TASK DIRECTIONS
Go through the entries and copy every line that has the string "black" in it.

╭─ EXERCISE MATERIAL

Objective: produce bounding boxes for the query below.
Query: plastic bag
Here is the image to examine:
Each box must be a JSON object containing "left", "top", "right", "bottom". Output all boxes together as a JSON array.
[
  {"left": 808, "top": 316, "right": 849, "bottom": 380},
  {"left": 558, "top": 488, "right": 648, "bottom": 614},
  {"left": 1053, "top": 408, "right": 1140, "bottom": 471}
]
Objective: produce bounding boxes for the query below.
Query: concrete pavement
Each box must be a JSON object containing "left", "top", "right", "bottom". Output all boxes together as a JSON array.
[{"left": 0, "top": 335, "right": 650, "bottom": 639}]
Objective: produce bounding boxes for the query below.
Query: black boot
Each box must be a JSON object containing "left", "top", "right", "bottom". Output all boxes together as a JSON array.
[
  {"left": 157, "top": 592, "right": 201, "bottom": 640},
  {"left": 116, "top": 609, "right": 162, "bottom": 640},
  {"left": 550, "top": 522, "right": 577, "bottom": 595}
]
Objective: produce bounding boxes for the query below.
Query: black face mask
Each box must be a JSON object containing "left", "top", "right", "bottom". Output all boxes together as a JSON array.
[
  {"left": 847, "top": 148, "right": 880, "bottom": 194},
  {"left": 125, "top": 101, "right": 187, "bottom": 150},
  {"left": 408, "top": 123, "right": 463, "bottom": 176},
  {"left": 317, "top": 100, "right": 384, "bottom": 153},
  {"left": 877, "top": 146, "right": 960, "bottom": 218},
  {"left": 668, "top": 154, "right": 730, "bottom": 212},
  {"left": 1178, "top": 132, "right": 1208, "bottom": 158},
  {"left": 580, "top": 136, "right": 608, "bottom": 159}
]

╰─

FINISHED TASK
Query: black boot
Query: black face mask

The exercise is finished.